## EXERCICES À TRAITER
1. Répondez à ces questions sur l'extrait relatif au licenciement de M. [K] :
(a) Quelle ancienneté M. [K] avait-il à la date du licenciement ?
(b) Quelle somme le conseil de prud'hommes a-t-il accordée à M. [K] à titre de dommages et intérêts pour licenciement sans cause réelle et sérieuse ?
(c) À titre infiniment subsidiaire, à quel montant la société Prodimed demande-t-elle de réduire sa condamnation ?
2. Dans l'extrait relatif au licenciement de M. [K], recopiez le passage allant de « Par déclaration du » jusqu'à « de procédure civile. ».

## TEXTE FOURNI
****************************************

Par lettre datée du 31 août 2015, M. [K] a été convoqué à un entretien préalable fixé au 11 septembre 2015.
M. [K] a ensuite été licencié pour motif économique par lettre datée du 2 octobre 2015.
A la date du licenciement, M. [K] avait une ancienneté de 12 ans et la société occupait à titre habituel plus de dix salariés.
Contestant la légitimité de son licenciement et réclamant diverses indemnités, M. [K] a saisi le 29 juillet 2016 le conseil de prud'hommes de Bordeaux.
Le conseil de prud'hommes, par jugement du 25 janvier 2019, auquel la cour se réfère pour l'exposé de la procédure antérieure et des prétentions initiales des parties, a :
- dit que le licenciement de M. [K] est dépourvu de cause réelle et sérieuse,
- condamné la société Prodimed à payer à M. [K] la somme de 44.000 euros à titre de dommages et intérêts pour licenciement sans cause réelle et sérieuse,
- débouté M. [K] de sa demande en paiement d'une somme de 4.673 euros à titre de solde de l'indemnité conventionnelle de licenciement (article 29 de la convention collective),
-condamné la société Prodimed à payer à M. [K] la somme de 1.000 euros sur le fondement de l'article 700 du code de procédure civile,
- rejeté les autres demandes, plus amples ou contraires,
- débouté la société Prodimed de sa demande d'indemnité sur le fondement de l'article 700 du code de procédure civile,
-rendu le présent jugement opposable à la SELARL AJ Associés ès qualités d'administrateur judiciaire de la société Prodimed, à la SCP Leblanc-Lehericy-[F] ès qualités de mandataire judiciaire de la société Prodimed, et à la SELARL Graverandoux ès qualités de mandataires judiciaire de la société Prodimed,
-condamné la société Prodimed aux entiers dépens.
Par déclaration du 25 février 2019, la société Prodimed a relevé appel de cette décision, notifiée le 25 janvier 2019.
Dans ses dernières conclusions adressées au greffe par le réseau privé virtuel des avocats le 20 juillet 2021, la société Prodimed demande à la cour de :
-dire la société Prodimed recevable et bien fondée en son appel,
-en conséquence, infirmer la décision entreprise en toutes ses dispositions.
A titre infiniment subsidiaire et si par impossible la cour de céans devait juger le licenciement de M. [K] dénué de cause réelle et sérieuse,
-réformer la décision entreprise en réduisant le montant de la condamnation mise à la charge de la société Prodimed à la somme de 20.846 euros,
-condamner en tout état de cause M. [K] à payer à la société Prodimed la somme de 5.000 euros sur le fondement des dispositions de l'article 700 du code de procédure civile.
En tout état de cause,
-débouter M. [K] de l'ensemble de ses demandes.
Dans ses dernières conclusions adressées au greffe par le réseau privé virtuel des avocats le 1er février 2022, M. [K] demande à la cour de':
-confirmer le jugement rendu en ce qu'il a :
*dit que le licenciement de M. [K] est dépourvu de cause réelle et sérieuse, condamné la société à verser à M. [K] la somme de 44.000 euros à titre de dommages et intérêts pour licenciement sans cause réelle et sérieuse,
*condamné la société à verser à M. [K] la somme de 1.000 euros sur le fondement de l'article 700 du Code de procédure civile,
*rejeté les autres demandes de la société,
*débouté la société de sa demande d'indemnité sur le fondement de l'article 700 du code de procédure civile,
*condamné la société aux entiers dépens,
-condamner la société à verser à M. [K] la somme de 2.000 euros sur le fondement de l'article 700, 1°, du code de procédure civile,
-condamner la société aux entiers dépens.

****************************************

## DONNÉES

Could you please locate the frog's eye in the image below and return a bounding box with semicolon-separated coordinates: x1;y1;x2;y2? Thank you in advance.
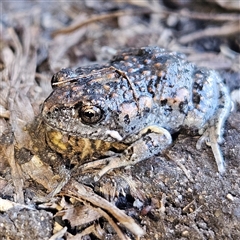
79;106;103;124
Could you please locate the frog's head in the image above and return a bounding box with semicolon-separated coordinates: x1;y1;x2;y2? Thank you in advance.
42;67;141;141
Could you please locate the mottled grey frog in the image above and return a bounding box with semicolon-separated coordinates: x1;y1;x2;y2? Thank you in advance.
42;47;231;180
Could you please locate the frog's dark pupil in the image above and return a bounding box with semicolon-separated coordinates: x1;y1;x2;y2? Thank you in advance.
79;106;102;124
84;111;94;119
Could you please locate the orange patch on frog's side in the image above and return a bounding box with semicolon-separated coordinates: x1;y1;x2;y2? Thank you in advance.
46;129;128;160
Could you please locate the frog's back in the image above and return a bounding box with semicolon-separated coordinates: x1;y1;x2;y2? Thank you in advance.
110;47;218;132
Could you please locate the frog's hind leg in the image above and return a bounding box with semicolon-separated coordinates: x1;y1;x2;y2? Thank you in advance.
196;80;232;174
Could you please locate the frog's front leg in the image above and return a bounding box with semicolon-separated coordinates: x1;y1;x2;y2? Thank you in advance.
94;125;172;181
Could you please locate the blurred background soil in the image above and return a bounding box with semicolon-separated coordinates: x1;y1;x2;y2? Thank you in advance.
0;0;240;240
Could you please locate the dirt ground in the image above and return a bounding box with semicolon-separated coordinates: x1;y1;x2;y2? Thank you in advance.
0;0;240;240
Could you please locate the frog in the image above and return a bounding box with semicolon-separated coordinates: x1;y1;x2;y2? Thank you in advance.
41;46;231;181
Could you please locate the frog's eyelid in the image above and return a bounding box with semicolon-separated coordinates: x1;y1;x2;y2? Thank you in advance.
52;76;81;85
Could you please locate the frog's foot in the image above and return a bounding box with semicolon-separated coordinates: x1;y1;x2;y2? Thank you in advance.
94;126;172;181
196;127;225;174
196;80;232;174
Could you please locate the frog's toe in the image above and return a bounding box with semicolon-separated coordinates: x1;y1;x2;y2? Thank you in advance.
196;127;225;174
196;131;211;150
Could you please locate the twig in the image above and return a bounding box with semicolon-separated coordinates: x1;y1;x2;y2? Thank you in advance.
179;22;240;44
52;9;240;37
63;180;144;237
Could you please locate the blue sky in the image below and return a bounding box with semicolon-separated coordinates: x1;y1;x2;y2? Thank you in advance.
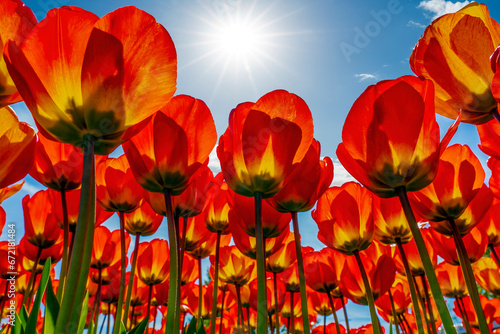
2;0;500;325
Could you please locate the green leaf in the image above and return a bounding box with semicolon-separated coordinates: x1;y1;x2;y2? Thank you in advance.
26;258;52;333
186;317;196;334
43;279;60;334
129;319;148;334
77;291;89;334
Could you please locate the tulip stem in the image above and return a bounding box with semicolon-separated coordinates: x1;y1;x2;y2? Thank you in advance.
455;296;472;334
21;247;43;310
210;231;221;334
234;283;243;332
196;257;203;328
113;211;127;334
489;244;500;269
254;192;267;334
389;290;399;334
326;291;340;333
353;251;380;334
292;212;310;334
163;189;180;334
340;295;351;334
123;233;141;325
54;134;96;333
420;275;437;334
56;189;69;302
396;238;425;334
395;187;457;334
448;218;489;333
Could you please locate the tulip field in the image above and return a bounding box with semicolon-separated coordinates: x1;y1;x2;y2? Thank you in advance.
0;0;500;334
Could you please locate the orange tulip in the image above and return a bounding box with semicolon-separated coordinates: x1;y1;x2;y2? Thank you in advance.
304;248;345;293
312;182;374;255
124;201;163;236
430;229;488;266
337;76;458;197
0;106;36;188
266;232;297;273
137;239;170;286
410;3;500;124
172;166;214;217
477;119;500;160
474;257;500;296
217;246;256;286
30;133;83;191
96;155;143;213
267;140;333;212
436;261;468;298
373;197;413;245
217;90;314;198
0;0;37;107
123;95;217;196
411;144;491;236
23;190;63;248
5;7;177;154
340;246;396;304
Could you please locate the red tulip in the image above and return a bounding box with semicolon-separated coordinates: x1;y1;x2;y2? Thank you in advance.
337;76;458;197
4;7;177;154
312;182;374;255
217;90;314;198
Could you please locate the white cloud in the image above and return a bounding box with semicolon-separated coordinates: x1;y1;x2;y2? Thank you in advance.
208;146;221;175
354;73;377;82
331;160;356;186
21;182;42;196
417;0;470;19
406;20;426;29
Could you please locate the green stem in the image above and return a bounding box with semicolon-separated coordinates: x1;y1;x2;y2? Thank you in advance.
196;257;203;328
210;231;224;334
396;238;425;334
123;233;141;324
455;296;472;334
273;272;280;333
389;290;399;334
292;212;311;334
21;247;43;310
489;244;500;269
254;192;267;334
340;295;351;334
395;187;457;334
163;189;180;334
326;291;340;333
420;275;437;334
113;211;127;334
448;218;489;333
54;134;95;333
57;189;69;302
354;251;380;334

****************************************

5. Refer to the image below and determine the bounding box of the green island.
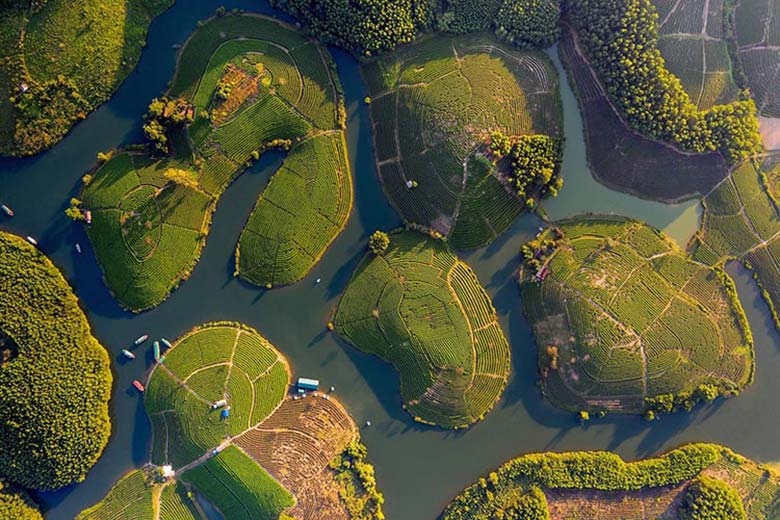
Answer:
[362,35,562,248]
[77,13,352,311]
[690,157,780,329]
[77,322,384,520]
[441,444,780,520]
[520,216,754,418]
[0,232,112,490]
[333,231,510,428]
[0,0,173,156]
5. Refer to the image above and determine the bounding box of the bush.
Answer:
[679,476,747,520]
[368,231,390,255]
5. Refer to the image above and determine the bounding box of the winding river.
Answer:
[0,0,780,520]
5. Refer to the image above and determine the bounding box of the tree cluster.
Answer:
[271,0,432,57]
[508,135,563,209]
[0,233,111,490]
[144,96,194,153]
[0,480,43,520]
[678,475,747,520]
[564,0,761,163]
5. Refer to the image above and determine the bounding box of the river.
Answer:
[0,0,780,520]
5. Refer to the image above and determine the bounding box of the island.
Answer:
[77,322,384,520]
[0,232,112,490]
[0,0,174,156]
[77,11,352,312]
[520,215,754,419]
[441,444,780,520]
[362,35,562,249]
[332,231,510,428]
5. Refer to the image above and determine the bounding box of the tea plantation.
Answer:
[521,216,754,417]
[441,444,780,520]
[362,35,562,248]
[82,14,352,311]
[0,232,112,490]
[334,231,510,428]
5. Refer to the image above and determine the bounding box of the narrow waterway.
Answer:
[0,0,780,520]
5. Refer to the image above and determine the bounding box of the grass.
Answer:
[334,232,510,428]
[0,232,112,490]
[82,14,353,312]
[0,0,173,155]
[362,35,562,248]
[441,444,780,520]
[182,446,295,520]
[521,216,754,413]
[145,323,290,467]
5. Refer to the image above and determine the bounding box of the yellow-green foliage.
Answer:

****************************************

## RÉPONSES DANS L'ORDRE
1.
(a) 12 ans.
(b) 44.000 euros.
(c) 20.846 euros.

2.
Par déclaration du 25 février 2019, la société Prodimed a relevé appel de cette décision, notifiée le 25 janvier 2019.
Dans ses dernières conclusions adressées au greffe par le réseau privé virtuel des avocats le 20 juillet 2021, la société Prodimed demande à la cour de :
-dire la société Prodimed recevable et bien fondée en son appel,
-en conséquence, infirmer la décision entreprise en toutes ses dispositions.
A titre infiniment subsidiaire et si par impossible la cour de céans devait juger le licenciement de M. [K] dénué de cause réelle et sérieuse,
-réformer la décision entreprise en réduisant le montant de la condamnation mise à la charge de la société Prodimed à la somme de 20.846 euros,
-condamner en tout état de cause M. [K] à payer à la société Prodimed la somme de 5.000 euros sur le fondement des dispositions de l'article 700 du code de procédure civile.